Excerpted text
>>>
Teresa Lewis, Virginia Woman With Borderline Mental Retardation Faces Execution
First woman in Virginia to be executed since 1912
Sept. 9, 2010— -- Teresa Lewis, a woman diagnosed with borderline mental retardation, is scheduled to be the first woman executed in Virginia since 1912, unless Governor Robert McDonell or the U.S. Supreme Court step in.
According to court records, in 2002, Lewis participated in a plan with two hitmen to kill her husband and stepson in order to get a life insurance payout. Lewis stood in another room, as Matthew J. Shallenberger and Rodney L. Fuller shot Julian Lewis and his son C.J., at close range.
After the hitmen fled, Lewis waited 45 minutes while her husband lay dying, before calling the police. She claimed that an unknown intruder had shot the men.
When sheriff's deputies arrived on the scene Julian Lewis told them, "My wife knows who done this do me." He died soon after.
Teresa Lewis eventually pled guilty to her role in the plan. In court, she apologized to the judge for her actions saying she was "truly sorry, from the bottom of my heart."
<<<
Tasks and exercises
#1 In the article about Teresa Lewis, how long did she wait before calling the police?
#2 Reproduce the passage of the article about Teresa Lewis starting with "After the hitmen" and going on through "died soon after.".

Information supplied
>>>
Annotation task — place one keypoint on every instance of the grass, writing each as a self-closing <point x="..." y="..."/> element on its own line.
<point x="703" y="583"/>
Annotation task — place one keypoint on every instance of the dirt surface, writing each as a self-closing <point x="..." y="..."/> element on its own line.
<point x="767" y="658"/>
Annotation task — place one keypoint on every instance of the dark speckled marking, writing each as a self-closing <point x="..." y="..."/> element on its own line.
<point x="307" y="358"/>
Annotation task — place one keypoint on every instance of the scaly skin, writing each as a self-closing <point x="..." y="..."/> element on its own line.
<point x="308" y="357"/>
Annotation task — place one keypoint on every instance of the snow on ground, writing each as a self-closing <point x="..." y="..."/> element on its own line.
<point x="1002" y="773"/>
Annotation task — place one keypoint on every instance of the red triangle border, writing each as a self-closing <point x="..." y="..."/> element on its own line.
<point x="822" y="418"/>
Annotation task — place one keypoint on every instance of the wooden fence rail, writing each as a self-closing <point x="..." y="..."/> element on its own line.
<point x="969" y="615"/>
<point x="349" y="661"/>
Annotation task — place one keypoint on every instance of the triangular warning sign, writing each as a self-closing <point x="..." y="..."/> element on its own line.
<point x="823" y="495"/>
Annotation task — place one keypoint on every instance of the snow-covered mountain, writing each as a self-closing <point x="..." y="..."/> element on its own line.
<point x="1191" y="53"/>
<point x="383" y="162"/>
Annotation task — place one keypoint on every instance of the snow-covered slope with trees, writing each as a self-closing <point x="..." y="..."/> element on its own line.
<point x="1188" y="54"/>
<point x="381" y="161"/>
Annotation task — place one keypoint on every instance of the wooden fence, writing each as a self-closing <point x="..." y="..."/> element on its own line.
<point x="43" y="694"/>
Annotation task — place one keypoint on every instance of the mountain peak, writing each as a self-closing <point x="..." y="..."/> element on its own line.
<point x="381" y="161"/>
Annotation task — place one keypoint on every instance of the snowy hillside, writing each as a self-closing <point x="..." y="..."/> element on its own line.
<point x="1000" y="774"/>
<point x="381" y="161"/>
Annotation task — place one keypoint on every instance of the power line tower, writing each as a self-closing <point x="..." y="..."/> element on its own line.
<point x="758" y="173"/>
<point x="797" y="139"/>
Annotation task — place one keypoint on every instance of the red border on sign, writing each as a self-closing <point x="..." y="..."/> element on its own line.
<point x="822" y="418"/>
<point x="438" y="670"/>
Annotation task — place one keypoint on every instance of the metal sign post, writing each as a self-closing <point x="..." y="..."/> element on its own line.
<<<
Solved tasks
#1 45 minutes.

#2
After the hitmen fled, Lewis waited 45 minutes while her husband lay dying, before calling the police. She claimed that an unknown intruder had shot the men.
When sheriff's deputies arrived on the scene Julian Lewis told them, "My wife knows who done this do me." He died soon after.